◆ **Page excerpt**:
+++++
In this paper, we are concerned with \(\dim V_{\mathcal {N}}^{(G, B)}\) for a general \(\mathcal {N}\) and (GB). In previous work, it is shown that under the CFN, JC, K2P, and K3P models, two phylogenetic network varieties are the same if the two networks have the same underlying semi-directed phylogenetic network (Gross and Long 2018, Gross et al 2021). Here, we extend these results to all group-based models. This allows us to focus our attention on semi-directed phylogenetic networks.

Lemma 3

Let G be a finite abelian group and let B be a subgroup of \({{\,\textrm{Aut}\,}}(G)\). If \(\mathcal {N}_1\) and \(\mathcal {N}_2\) are two phylogenetic networks with the same underlying semi-directed phylogenetic network, then \(V_{\mathcal {N}_1}^{(G,B)} = V_{\mathcal {N}_2}^{(G,B)}\), where equality here means equality as sets.

Proof

Since phylogenetic networks have no parallel edges, it is clear that two phylogenetic networks \(\mathcal {N}_1\) and \(\mathcal {N}_2\) have the same semi-directed phylogenetic network if and only if their corresponding unrooted networks differ only by the directions of their non-reticulation edges. Therefore it is sufficient to show that suppressing vertices of degree 2 and changing the orientation of a single non-reticulation edge do not affect the model.
+++++
◆ **Provided data**:

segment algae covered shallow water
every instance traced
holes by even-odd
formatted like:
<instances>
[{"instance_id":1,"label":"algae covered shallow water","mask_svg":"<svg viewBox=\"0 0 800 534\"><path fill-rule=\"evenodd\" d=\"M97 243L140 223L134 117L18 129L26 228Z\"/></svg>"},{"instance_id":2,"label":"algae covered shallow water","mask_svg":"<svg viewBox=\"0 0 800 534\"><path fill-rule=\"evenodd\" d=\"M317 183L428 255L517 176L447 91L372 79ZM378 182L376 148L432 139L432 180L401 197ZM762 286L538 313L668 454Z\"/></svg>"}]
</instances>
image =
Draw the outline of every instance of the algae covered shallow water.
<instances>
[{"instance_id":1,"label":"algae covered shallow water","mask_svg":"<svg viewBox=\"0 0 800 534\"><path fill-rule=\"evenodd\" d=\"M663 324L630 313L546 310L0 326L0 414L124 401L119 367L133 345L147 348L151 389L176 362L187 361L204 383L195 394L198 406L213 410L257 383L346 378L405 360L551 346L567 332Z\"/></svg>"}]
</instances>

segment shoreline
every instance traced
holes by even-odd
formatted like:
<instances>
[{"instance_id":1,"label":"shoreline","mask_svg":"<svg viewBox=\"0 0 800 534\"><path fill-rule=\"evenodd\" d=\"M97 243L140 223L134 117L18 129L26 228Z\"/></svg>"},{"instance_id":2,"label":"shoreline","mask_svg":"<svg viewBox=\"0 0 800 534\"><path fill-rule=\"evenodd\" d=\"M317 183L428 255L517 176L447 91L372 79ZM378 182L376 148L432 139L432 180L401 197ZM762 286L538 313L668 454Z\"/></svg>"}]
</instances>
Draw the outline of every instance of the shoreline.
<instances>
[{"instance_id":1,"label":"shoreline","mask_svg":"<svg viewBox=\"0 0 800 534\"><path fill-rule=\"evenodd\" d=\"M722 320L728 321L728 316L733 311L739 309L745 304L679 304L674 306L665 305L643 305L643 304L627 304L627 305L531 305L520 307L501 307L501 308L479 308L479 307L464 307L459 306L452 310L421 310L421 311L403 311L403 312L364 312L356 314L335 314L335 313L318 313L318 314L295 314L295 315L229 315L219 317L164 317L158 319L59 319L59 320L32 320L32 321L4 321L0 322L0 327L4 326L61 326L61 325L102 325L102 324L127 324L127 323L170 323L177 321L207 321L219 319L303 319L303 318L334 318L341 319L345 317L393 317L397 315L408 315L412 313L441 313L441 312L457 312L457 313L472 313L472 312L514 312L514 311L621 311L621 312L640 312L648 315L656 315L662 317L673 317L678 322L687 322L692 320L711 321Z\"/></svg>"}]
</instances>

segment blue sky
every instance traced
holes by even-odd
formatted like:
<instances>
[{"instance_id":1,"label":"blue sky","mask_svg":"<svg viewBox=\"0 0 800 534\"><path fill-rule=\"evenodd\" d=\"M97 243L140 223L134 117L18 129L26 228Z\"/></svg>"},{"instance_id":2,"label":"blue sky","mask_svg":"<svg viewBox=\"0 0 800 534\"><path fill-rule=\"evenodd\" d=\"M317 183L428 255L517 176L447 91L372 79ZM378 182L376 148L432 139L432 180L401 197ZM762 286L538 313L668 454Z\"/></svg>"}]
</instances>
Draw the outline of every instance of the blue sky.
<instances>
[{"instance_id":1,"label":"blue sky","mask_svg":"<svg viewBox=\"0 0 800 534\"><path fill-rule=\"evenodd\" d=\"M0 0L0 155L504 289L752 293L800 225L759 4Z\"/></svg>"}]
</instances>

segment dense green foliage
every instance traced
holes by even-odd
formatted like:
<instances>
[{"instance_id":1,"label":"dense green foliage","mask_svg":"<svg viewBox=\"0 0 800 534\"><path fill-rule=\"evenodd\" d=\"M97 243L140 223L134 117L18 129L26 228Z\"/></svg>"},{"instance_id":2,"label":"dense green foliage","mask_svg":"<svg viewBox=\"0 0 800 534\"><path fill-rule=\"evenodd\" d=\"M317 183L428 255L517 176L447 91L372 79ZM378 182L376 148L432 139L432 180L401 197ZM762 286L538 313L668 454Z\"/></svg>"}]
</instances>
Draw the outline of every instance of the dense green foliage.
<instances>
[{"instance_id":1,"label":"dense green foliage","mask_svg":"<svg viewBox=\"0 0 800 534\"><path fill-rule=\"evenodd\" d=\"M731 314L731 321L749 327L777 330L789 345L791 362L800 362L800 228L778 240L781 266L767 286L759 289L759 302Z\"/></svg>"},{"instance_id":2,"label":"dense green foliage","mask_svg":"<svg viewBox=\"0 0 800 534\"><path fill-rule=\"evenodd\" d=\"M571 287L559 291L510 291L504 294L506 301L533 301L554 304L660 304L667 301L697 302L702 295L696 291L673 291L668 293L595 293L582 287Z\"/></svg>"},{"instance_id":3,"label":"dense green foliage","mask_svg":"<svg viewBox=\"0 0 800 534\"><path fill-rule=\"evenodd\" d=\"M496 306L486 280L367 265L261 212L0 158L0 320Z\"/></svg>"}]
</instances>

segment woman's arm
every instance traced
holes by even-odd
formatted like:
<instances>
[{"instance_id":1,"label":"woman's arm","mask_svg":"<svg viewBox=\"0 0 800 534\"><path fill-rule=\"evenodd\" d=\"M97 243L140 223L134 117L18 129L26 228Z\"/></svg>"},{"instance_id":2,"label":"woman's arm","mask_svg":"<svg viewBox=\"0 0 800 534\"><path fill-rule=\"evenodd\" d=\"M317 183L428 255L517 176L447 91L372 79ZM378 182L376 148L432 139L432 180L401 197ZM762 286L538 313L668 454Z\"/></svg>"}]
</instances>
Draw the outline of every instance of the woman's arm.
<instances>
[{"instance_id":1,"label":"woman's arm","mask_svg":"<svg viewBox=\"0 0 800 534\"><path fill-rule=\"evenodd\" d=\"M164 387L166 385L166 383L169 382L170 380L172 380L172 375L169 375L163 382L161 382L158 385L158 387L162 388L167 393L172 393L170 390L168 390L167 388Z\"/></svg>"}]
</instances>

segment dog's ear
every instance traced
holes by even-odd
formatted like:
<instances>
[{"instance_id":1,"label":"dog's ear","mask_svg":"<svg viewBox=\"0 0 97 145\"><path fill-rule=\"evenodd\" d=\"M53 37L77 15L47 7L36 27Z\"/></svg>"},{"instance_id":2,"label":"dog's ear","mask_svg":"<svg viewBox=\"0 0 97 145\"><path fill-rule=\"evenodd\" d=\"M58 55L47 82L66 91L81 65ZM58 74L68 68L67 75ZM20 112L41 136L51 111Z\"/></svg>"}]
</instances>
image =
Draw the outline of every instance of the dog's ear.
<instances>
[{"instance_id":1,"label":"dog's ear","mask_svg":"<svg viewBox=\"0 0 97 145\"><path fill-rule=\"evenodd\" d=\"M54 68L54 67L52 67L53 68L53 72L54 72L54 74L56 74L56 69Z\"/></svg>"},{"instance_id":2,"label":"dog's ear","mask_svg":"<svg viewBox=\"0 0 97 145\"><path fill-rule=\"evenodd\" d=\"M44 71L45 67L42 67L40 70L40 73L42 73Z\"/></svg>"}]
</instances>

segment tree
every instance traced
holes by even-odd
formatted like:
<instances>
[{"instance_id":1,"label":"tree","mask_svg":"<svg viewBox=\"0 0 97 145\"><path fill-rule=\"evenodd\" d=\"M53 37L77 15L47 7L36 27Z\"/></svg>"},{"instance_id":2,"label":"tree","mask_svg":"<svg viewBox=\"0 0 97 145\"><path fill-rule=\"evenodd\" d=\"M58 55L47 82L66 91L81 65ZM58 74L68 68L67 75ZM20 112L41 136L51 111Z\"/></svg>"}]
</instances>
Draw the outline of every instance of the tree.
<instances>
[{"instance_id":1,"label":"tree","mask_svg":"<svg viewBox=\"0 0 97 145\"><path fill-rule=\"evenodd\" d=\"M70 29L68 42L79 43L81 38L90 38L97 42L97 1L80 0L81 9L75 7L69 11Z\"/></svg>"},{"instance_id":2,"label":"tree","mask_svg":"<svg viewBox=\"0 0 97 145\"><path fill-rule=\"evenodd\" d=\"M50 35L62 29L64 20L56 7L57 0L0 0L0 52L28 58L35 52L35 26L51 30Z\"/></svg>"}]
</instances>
+++++
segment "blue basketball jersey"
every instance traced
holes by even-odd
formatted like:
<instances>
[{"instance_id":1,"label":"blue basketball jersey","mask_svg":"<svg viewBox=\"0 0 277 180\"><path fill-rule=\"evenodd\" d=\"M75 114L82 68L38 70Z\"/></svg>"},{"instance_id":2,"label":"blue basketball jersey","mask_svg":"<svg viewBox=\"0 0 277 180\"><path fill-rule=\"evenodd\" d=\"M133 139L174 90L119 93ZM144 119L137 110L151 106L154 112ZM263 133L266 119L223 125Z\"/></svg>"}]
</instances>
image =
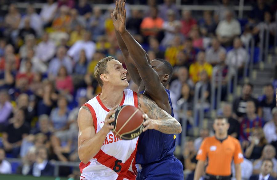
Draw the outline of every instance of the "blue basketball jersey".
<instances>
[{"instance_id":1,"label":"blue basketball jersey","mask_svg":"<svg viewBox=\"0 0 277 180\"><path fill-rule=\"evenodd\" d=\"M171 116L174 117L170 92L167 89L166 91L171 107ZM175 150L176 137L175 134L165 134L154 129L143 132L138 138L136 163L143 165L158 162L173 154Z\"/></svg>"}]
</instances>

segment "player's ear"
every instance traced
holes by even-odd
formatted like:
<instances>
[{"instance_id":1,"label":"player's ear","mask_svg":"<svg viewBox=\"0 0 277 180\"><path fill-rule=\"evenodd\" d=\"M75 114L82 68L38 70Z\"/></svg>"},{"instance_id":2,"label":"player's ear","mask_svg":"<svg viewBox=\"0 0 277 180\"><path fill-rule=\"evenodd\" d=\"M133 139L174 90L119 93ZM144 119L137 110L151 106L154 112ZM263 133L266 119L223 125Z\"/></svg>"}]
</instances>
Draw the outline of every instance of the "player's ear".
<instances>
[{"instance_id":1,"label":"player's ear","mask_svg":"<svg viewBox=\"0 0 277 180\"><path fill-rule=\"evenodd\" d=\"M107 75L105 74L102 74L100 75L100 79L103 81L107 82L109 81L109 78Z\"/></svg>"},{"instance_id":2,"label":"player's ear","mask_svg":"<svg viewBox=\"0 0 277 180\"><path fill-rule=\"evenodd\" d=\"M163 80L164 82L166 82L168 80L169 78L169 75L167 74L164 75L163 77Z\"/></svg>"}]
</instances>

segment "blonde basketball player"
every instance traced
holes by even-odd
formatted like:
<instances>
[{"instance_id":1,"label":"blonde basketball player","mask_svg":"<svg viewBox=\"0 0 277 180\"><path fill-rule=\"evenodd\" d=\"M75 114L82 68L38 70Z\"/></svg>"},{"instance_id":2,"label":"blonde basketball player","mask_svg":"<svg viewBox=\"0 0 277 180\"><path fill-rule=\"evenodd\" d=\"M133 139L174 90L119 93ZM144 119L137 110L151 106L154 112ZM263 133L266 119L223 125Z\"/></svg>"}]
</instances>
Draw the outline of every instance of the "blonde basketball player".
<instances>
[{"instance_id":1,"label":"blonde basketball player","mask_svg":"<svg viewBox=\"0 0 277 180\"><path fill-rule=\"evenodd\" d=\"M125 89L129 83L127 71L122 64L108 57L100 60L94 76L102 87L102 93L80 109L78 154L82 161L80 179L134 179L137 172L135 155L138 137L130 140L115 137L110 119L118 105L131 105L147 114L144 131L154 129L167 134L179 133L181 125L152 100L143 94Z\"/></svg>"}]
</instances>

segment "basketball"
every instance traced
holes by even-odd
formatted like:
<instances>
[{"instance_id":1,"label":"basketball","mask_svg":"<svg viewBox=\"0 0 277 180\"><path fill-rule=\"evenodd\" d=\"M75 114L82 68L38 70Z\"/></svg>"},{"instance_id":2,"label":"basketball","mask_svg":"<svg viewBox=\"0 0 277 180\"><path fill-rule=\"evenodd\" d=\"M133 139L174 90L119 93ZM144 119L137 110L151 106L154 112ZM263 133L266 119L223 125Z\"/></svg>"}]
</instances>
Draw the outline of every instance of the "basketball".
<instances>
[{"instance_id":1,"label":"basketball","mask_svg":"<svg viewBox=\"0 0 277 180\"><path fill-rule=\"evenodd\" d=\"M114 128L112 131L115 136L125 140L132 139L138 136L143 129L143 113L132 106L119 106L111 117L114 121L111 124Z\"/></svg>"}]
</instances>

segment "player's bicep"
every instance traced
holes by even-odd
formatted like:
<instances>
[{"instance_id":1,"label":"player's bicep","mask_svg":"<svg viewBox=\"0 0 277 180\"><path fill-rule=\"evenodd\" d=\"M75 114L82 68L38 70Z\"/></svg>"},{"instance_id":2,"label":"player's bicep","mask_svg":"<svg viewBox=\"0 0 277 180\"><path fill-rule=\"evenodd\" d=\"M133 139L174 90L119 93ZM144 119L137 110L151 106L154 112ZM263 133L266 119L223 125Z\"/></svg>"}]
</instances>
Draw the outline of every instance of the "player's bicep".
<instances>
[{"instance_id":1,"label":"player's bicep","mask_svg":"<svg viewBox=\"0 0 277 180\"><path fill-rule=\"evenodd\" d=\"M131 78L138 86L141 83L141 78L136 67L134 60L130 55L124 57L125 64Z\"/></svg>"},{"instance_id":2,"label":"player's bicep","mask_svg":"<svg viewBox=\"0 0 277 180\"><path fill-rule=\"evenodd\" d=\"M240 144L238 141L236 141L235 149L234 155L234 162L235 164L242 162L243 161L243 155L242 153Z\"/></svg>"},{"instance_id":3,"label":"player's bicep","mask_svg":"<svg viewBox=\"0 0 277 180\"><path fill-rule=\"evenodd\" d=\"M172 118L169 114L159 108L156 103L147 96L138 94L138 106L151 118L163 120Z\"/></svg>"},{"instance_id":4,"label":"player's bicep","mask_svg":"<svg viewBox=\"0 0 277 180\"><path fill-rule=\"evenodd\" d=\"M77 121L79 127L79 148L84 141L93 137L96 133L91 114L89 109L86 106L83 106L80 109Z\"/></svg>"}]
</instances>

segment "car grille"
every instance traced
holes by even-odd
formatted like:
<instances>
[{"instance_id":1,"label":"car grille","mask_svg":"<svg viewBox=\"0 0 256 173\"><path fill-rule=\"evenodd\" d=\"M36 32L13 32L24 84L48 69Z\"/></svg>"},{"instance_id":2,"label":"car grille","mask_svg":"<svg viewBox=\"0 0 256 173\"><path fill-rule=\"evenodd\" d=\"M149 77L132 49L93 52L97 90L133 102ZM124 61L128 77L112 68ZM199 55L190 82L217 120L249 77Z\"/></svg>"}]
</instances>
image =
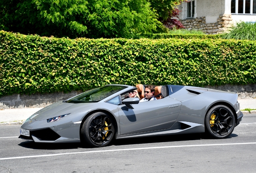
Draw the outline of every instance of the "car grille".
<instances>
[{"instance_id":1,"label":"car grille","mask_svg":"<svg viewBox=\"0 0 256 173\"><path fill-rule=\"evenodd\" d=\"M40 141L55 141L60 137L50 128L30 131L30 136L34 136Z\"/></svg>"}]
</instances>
+++++
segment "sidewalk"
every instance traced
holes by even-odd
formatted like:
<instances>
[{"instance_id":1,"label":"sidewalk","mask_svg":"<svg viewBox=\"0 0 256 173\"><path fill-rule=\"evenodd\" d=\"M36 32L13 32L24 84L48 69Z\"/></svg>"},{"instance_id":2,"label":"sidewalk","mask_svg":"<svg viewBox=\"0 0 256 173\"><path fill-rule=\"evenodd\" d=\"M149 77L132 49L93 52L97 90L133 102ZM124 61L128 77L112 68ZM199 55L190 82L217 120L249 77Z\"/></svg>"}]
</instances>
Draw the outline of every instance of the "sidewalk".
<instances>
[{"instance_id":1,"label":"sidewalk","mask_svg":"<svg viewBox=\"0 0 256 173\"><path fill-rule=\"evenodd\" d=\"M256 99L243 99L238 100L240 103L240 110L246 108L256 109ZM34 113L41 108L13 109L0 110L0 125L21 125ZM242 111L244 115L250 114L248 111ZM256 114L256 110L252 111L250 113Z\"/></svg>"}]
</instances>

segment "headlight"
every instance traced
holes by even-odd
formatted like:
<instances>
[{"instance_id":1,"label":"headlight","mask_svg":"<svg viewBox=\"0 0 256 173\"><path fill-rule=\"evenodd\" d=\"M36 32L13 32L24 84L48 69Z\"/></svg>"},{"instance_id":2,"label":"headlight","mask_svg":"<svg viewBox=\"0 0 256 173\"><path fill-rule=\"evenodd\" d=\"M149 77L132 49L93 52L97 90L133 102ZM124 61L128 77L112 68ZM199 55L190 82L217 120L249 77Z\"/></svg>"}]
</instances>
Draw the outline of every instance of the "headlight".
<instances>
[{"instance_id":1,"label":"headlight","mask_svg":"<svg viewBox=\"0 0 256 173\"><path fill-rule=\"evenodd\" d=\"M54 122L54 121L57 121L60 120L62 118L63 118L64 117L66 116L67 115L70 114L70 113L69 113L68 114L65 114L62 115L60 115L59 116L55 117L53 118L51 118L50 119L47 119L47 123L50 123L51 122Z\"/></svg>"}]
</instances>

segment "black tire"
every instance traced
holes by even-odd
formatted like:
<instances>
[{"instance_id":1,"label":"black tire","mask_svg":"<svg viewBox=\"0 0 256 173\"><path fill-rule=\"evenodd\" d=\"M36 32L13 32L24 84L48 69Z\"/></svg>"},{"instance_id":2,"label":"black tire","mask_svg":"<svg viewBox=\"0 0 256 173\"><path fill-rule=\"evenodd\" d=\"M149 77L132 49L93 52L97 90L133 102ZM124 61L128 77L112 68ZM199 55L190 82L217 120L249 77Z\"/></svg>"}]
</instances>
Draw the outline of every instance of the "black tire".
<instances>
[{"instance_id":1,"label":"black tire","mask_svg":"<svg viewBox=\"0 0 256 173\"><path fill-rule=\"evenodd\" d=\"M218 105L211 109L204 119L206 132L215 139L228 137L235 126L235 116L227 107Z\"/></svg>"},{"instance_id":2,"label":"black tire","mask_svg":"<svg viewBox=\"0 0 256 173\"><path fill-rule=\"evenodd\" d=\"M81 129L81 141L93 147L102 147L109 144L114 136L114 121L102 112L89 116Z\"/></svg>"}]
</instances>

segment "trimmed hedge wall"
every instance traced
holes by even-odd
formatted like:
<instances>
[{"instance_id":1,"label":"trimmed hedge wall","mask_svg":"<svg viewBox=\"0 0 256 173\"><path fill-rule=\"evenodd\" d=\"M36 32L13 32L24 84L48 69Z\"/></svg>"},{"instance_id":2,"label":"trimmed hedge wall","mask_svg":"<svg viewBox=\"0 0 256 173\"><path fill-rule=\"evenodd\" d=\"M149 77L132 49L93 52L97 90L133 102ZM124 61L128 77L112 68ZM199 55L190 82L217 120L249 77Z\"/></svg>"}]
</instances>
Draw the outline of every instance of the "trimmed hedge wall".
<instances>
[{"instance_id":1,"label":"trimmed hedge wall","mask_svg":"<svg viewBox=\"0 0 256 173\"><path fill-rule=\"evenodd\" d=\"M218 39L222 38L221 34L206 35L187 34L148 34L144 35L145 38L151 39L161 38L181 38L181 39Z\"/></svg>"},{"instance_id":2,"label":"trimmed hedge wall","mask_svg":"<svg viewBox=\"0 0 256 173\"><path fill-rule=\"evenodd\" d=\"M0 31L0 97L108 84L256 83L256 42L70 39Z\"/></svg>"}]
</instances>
+++++
◆ **To do**: Continue the passage on network varieties under group-based models from the point where it stops.

◆ **Exercise output**:
First notice that if we take a phylogenetic network \({\mathcal {N}}_1\) and reorient any collection of the non-reticulation edges to form a new network \({\mathcal {N}}_2\) (not necessarily a phylogenetic network), the maps described above are still well-defined and so too are the corresponding varieties. Thus, for this proof, we will relax the definition of phylogenetic networks to include such networks, as it will allow us to consider redirecting one edge at a time. Let \(\mathcal {N}_1\) and \(\mathcal {N}_2\) be two phylogenetic networks that are equal except for the direction of a single non-reticulation edge e, and let \(\xi _1\) and \(\xi _2\) be consistent leaf labellings on \(\mathcal {N}_1\) and \(\mathcal {N}_2\) respectively, with the property that \(\xi _1(v) = \xi _2(v)\) for each leaf v in the skeleton of \(\mathcal {N}_1\) and \(\mathcal {N}_2\). Then it is clear that \(\xi _1(e) = -\xi _2(e)\). This means that \(\phi _{\mathcal {N}_2} = \phi _{\mathcal {N}_1} \circ \theta \), where \(\theta \) is the automorphism of \(\mathbb {C}^{m(l+1)}\) given by swapping the coefficients corresponding to \(a_e^{g}\) and \(a_e^{-g}\) whenever \(g \ne -g\). Since \(\theta \) is bijective, composing \(\theta \) with \(\phi _{\mathcal {N}_1}\) does not affect the image of \(\phi _{\mathcal {N}_1}\), so it follows that \(V_{\mathcal {N}_1}^{(G,B)} = V_{\mathcal {N}_2}^{(G,B)}\).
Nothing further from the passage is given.